Pick out and copy every line in the entries below that contains the word "shirt". Capitalization must match.
☆ ☆ ☆ ☆ ☆ ☆ ☆
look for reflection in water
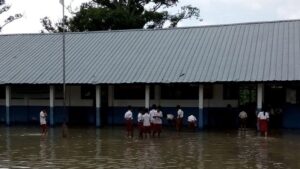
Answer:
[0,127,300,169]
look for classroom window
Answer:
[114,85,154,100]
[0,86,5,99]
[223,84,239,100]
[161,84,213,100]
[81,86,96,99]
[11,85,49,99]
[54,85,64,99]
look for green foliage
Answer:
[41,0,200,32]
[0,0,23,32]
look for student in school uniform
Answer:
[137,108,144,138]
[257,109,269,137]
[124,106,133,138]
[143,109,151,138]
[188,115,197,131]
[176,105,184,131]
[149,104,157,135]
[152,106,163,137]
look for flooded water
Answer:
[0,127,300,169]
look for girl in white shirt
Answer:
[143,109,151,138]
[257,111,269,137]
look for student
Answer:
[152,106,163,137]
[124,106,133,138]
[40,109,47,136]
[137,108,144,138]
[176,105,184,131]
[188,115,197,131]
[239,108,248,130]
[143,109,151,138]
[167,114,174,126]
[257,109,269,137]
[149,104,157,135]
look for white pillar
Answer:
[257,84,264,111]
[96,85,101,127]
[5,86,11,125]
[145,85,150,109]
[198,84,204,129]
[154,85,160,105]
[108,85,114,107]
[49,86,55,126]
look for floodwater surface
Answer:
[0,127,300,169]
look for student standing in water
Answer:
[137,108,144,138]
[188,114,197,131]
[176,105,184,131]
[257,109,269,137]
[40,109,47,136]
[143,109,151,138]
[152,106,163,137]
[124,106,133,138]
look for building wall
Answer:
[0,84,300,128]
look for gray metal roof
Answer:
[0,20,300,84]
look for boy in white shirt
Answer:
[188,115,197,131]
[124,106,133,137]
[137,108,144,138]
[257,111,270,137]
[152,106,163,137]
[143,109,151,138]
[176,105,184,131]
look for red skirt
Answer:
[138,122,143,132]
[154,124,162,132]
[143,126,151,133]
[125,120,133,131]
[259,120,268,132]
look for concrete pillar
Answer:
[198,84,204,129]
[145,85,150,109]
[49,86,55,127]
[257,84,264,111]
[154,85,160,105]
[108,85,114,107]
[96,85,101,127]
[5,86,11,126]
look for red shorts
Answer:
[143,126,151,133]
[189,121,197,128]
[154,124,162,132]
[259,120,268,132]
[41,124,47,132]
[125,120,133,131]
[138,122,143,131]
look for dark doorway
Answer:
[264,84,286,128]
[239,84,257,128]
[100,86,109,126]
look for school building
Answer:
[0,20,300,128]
☆ ☆ ☆ ☆ ☆ ☆ ☆
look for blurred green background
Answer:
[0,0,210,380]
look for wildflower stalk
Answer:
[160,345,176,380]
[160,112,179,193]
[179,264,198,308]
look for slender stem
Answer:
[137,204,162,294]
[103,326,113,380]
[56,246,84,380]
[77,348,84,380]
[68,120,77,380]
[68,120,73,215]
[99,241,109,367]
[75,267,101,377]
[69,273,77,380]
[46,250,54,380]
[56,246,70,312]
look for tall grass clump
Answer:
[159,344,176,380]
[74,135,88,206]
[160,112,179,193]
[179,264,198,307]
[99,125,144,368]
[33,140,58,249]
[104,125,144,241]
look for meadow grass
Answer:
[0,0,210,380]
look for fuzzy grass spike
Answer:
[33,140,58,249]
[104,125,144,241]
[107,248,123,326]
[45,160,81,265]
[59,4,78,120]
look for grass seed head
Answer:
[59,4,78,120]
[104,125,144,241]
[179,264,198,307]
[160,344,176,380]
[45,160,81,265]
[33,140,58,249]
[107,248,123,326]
☆ ☆ ☆ ☆ ☆ ☆ ☆
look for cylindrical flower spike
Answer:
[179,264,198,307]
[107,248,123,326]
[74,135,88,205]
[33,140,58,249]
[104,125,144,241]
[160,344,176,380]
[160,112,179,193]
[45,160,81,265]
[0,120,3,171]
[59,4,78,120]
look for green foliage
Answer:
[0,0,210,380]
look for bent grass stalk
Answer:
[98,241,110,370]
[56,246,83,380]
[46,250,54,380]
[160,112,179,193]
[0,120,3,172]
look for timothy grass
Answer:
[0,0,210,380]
☆ ☆ ☆ ☆ ☆ ☆ ☆
(ANSWER TO THIS TASK)
look for girl in white shirt
look for boy in white shirt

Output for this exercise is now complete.